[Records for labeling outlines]

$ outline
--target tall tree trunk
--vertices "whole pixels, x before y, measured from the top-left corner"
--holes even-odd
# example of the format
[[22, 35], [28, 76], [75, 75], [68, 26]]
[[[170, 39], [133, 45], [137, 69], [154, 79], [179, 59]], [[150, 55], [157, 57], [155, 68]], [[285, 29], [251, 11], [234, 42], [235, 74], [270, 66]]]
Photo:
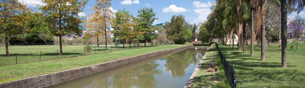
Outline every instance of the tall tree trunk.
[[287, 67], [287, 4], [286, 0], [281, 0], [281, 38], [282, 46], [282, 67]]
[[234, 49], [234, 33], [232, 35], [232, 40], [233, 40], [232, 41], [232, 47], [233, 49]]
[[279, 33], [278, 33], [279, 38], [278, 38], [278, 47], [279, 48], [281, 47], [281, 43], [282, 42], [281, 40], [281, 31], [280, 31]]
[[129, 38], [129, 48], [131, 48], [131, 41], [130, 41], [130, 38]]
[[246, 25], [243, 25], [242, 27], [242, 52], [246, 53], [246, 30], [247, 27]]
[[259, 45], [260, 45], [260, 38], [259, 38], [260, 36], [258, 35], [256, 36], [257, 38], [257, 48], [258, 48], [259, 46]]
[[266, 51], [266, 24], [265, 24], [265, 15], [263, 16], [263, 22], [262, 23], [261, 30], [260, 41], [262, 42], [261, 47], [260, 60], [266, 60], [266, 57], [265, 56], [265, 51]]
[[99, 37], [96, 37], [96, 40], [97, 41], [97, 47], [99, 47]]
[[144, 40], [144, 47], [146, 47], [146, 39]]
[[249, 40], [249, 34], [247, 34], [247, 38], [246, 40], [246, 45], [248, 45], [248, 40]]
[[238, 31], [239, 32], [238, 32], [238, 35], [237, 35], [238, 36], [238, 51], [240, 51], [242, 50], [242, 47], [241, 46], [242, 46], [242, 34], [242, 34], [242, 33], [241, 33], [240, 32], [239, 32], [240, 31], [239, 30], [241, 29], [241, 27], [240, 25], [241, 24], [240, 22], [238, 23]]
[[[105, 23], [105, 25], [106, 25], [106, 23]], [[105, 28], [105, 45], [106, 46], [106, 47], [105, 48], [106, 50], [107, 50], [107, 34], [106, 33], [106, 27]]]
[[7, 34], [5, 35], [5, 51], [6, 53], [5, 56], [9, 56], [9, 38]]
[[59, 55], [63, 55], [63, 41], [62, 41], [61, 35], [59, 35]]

## Work to be completed
Reproduce all of the records above line for line, without altering a single character. Leave the pictures out.

## Finished task
$ outline
--target tall tree trunk
--vertices "whole pixels, x before y, measured from the top-left corner"
--holes even-odd
# example of the format
[[22, 35], [28, 76], [75, 75], [68, 26]]
[[[170, 39], [133, 45], [137, 69], [154, 79], [179, 59]], [[150, 55], [157, 57], [155, 68]], [[285, 29], [251, 11], [234, 42], [235, 74], [270, 66]]]
Photo:
Outline every instance of the tall tree trunk.
[[287, 67], [287, 4], [286, 0], [281, 0], [281, 38], [282, 46], [282, 67]]
[[234, 49], [234, 33], [232, 35], [232, 40], [233, 40], [232, 41], [232, 47], [233, 49]]
[[279, 33], [278, 33], [279, 38], [278, 38], [278, 47], [279, 48], [281, 47], [281, 43], [282, 42], [281, 40], [281, 31], [280, 31]]
[[129, 38], [129, 48], [131, 48], [131, 41], [130, 41], [130, 38]]
[[246, 25], [243, 25], [242, 27], [242, 52], [246, 53], [246, 30], [247, 27]]
[[259, 45], [260, 45], [260, 38], [259, 38], [260, 36], [258, 35], [256, 36], [257, 38], [257, 48], [258, 48], [259, 46]]
[[266, 51], [266, 24], [265, 24], [265, 15], [263, 16], [263, 22], [262, 23], [261, 30], [260, 41], [262, 42], [261, 47], [260, 60], [266, 60], [266, 57], [265, 56], [265, 51]]
[[99, 37], [96, 37], [96, 40], [97, 41], [97, 47], [99, 47]]
[[144, 40], [144, 47], [146, 47], [146, 39]]
[[249, 40], [249, 34], [247, 34], [247, 38], [246, 40], [246, 45], [248, 45], [248, 40]]
[[238, 31], [239, 32], [238, 32], [238, 35], [237, 35], [238, 36], [238, 51], [240, 51], [242, 50], [242, 47], [241, 46], [242, 46], [242, 34], [242, 34], [242, 33], [241, 33], [240, 32], [239, 32], [240, 31], [239, 30], [241, 29], [241, 27], [240, 25], [241, 24], [240, 22], [238, 23]]
[[[105, 23], [105, 25], [106, 25], [106, 23]], [[105, 28], [105, 45], [106, 46], [106, 47], [105, 48], [106, 50], [107, 50], [107, 34], [106, 33], [106, 27]]]
[[7, 34], [5, 35], [5, 51], [6, 53], [5, 56], [9, 56], [9, 38]]
[[59, 55], [63, 55], [63, 41], [62, 41], [61, 35], [59, 35]]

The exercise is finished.